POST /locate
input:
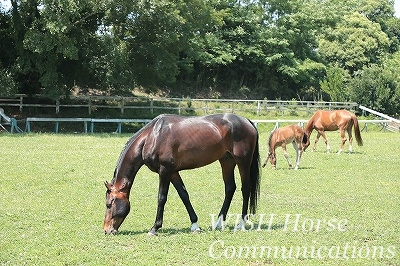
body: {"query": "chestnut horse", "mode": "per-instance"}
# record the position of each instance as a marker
(171, 143)
(283, 136)
(343, 120)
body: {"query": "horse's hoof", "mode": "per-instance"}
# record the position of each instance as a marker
(197, 231)
(152, 233)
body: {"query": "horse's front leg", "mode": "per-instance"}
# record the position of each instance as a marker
(163, 187)
(297, 148)
(184, 195)
(322, 133)
(286, 154)
(228, 167)
(343, 137)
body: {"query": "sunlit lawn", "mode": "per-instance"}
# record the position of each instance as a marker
(335, 210)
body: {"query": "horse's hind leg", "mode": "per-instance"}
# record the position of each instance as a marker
(228, 173)
(322, 133)
(286, 154)
(350, 139)
(184, 195)
(343, 136)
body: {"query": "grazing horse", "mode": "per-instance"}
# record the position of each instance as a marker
(171, 143)
(282, 137)
(343, 120)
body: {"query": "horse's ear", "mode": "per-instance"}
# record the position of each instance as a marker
(108, 185)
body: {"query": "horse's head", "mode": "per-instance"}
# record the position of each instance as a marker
(272, 159)
(118, 207)
(305, 142)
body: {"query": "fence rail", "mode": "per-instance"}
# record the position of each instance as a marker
(178, 105)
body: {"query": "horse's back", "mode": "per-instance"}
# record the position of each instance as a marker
(191, 142)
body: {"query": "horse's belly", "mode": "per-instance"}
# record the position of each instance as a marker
(195, 158)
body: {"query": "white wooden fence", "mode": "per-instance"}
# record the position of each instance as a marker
(177, 105)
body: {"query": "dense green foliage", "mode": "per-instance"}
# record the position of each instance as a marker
(52, 206)
(249, 49)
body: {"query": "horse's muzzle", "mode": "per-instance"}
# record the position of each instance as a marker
(110, 231)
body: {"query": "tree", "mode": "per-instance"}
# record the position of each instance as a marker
(354, 43)
(376, 87)
(335, 84)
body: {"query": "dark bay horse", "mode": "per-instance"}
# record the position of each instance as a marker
(171, 143)
(283, 136)
(343, 120)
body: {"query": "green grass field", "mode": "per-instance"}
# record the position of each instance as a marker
(335, 210)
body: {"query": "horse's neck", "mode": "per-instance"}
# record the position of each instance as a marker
(272, 142)
(128, 165)
(309, 127)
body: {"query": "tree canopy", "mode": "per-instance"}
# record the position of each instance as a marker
(314, 49)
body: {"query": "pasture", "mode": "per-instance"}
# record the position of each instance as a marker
(335, 210)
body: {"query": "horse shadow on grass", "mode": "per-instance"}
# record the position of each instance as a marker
(228, 228)
(161, 231)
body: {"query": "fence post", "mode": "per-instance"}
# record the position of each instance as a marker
(90, 105)
(57, 105)
(21, 99)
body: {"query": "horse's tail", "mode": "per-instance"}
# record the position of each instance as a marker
(357, 130)
(305, 138)
(255, 175)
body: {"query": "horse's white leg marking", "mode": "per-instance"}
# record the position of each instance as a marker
(195, 228)
(296, 148)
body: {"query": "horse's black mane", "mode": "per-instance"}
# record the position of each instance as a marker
(129, 143)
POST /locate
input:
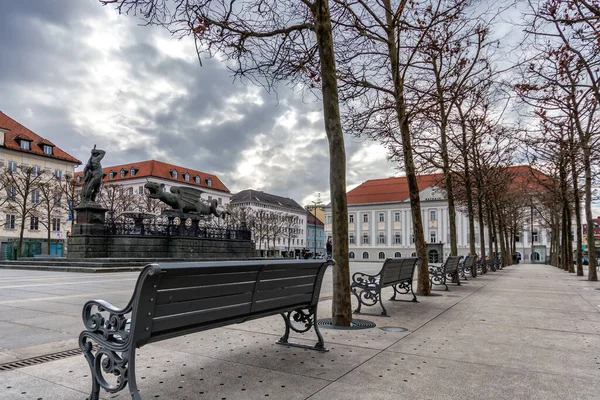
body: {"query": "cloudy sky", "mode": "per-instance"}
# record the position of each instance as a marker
(79, 74)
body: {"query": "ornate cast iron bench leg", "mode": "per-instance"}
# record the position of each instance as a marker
(403, 288)
(304, 320)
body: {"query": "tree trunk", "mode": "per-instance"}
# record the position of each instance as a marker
(341, 309)
(423, 288)
(576, 200)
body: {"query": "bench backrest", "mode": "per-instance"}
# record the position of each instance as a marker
(470, 261)
(397, 270)
(179, 298)
(451, 263)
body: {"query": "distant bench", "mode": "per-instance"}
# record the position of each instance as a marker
(395, 272)
(448, 270)
(176, 299)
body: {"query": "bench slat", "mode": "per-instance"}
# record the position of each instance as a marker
(202, 292)
(281, 302)
(201, 304)
(279, 283)
(283, 292)
(173, 282)
(197, 318)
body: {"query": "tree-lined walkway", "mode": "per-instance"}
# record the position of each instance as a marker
(526, 332)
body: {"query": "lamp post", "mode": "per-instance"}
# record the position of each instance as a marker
(316, 204)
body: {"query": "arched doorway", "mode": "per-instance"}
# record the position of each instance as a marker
(433, 256)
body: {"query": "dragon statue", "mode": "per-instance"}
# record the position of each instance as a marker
(184, 199)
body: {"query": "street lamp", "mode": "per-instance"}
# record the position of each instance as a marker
(316, 204)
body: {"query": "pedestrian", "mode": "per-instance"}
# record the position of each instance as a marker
(329, 248)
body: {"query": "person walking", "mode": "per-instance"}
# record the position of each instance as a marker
(329, 248)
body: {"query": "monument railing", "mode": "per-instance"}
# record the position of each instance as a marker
(182, 230)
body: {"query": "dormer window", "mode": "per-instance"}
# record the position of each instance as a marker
(25, 144)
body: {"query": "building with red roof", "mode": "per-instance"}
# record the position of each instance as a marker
(20, 146)
(380, 220)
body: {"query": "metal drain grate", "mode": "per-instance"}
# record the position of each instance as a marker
(356, 324)
(28, 362)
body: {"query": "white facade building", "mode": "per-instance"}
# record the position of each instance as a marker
(19, 146)
(289, 233)
(380, 222)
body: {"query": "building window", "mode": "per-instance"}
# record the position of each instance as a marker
(35, 197)
(11, 193)
(398, 238)
(11, 221)
(12, 166)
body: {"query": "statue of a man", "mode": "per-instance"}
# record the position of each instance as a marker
(92, 175)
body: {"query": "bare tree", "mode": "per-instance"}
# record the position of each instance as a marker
(271, 41)
(22, 186)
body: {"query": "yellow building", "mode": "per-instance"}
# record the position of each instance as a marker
(19, 146)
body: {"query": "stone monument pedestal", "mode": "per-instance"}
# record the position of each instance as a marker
(90, 219)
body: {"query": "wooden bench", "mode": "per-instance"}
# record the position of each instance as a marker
(175, 299)
(467, 263)
(395, 272)
(448, 270)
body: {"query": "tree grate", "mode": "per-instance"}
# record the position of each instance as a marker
(28, 362)
(355, 324)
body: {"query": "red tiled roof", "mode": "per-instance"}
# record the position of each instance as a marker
(389, 190)
(310, 220)
(16, 130)
(159, 169)
(395, 189)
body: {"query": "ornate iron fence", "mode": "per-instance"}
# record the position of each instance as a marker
(181, 230)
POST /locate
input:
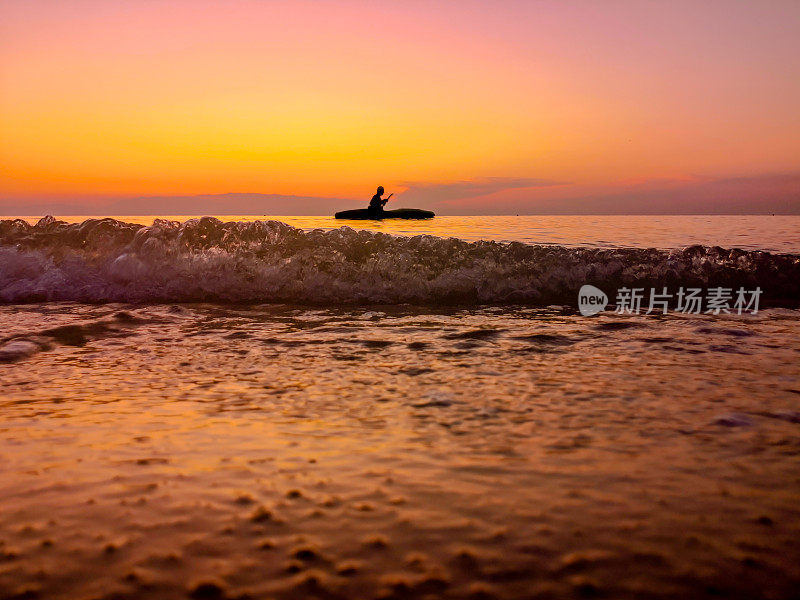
+ + + + +
- [Work to be completed]:
Report each line of the records in which the word "roof" appears, copying every such line in full.

- [The answer]:
body: {"query": "building with red roof", "mode": "per-instance"}
body: {"query": "red tiled roof", "mode": "per-instance"}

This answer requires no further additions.